Write the data out again so that it matches word for word.
++++++++++
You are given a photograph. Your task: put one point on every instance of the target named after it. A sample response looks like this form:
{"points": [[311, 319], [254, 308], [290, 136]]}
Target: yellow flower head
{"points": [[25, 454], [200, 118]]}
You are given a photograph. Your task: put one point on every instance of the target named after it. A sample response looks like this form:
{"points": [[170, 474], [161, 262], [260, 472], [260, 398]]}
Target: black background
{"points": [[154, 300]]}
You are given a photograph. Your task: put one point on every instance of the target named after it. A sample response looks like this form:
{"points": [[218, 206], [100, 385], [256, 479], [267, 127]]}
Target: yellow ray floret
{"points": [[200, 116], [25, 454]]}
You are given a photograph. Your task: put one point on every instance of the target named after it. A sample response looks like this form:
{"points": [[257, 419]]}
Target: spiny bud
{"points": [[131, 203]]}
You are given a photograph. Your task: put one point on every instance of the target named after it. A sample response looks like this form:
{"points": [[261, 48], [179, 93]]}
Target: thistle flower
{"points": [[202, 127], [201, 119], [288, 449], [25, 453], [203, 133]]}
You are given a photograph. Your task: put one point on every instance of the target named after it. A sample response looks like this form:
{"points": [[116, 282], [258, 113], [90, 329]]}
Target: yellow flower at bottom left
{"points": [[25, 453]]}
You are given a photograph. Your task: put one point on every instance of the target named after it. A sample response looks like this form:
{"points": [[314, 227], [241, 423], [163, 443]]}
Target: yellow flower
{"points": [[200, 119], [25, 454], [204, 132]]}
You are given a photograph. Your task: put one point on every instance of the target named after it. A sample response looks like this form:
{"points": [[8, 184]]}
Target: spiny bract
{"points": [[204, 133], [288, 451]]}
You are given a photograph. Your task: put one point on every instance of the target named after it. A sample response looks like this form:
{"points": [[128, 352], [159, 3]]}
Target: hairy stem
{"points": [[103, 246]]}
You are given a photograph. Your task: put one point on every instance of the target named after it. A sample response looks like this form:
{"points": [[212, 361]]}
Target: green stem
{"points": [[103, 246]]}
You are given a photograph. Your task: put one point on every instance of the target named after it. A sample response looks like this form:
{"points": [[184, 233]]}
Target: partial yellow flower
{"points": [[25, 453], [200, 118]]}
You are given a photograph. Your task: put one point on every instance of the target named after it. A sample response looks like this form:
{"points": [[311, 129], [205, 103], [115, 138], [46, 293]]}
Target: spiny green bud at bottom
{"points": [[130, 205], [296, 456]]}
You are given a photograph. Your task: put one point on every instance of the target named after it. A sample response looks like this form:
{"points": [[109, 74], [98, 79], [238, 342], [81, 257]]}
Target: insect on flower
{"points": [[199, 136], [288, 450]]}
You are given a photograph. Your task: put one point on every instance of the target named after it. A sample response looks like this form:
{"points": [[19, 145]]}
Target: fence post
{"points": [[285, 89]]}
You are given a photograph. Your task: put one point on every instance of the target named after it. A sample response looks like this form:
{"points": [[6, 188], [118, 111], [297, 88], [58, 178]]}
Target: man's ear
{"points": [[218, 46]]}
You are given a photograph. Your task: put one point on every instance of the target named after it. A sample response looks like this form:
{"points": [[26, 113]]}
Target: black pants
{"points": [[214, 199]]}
++++++++++
OUTPUT FOR THIS TASK:
You are given a photograph. Your task: put one point on every instance of the target named after it. A sample response looks like this form:
{"points": [[311, 319], [254, 308], [290, 136]]}
Target: yellow flower head
{"points": [[25, 454], [200, 118]]}
You are given a photograph. Your task: put one point on every instance of the target named after it. A sample response looks like this form:
{"points": [[170, 474], [161, 262], [260, 472], [260, 398]]}
Target: black background
{"points": [[154, 300]]}
You are given a photograph. Your task: put one point on every instance of the target named after it. A sample response looks like this form:
{"points": [[218, 206], [100, 385], [256, 479], [267, 127]]}
Target: yellow ray floret
{"points": [[200, 116], [25, 454]]}
You are given a photograph. Your task: put one point on every instance of the target named after it. A sample response looks like this form:
{"points": [[257, 419]]}
Target: spiny bud
{"points": [[131, 203]]}
You are given a photograph. Your task: put one point on every instance of the target named after it. A sample response looks like this form:
{"points": [[261, 48], [179, 93]]}
Target: thistle flower
{"points": [[202, 127], [201, 119], [288, 449], [25, 453], [203, 133]]}
You are given a photograph. Your task: put one point on every instance of the target named after it. A sample response looks like this form:
{"points": [[116, 282], [258, 113], [90, 329]]}
Target: yellow flower at bottom left
{"points": [[25, 453]]}
You are given a photograph. Your task: put one point on every instance of the target named after it. A sample response looks like this form:
{"points": [[314, 227], [241, 423], [163, 443]]}
Target: yellow flower
{"points": [[200, 119], [25, 454], [204, 132]]}
You are given a photograph. Your task: put one point on every instance of the target named after it. A sample response looks like this form:
{"points": [[8, 184]]}
Target: spiny bract
{"points": [[204, 133], [288, 451]]}
You are given a photograph. Your task: put one point on every instance of the target named after it. A sample response looks like this form:
{"points": [[128, 352], [159, 3]]}
Target: hairy stem
{"points": [[103, 246]]}
You are given a photograph. Your task: put one point on every instance of the target named after it. A sample response looks like this form:
{"points": [[212, 361]]}
Target: green stem
{"points": [[103, 246]]}
You are given a photograph. Your task: put one point on every instance of the target named after it. A sample response looks like this form:
{"points": [[184, 233]]}
Target: partial yellow flower
{"points": [[25, 453], [200, 118]]}
You are given a photograph. Your task: put one point on every instance of the target named after it. A sample response looks like this form:
{"points": [[311, 129], [205, 103], [115, 138], [46, 293]]}
Target: spiny green bud at bottom
{"points": [[130, 205], [296, 456]]}
You are given a photograph. Your task: put one point on every instance of the target named after it. A sample response looks like this form:
{"points": [[109, 74], [98, 79], [238, 342], [81, 257]]}
Target: insect on flower
{"points": [[199, 136], [288, 450]]}
You are given a photograph. Your task: put one point on every instance of the target named after it. A sample response looks like this form:
{"points": [[19, 145]]}
Target: fence post
{"points": [[285, 89]]}
You are given a photograph. Your task: put one point on every instance of the target named after it. A sample response looks like this form:
{"points": [[6, 188], [118, 111], [297, 88], [58, 178]]}
Target: man's ear
{"points": [[218, 46]]}
You are given a photograph. Your task: put one point on every instance of the target named after it. A sample response looks like this form:
{"points": [[26, 113]]}
Target: black pants
{"points": [[214, 199]]}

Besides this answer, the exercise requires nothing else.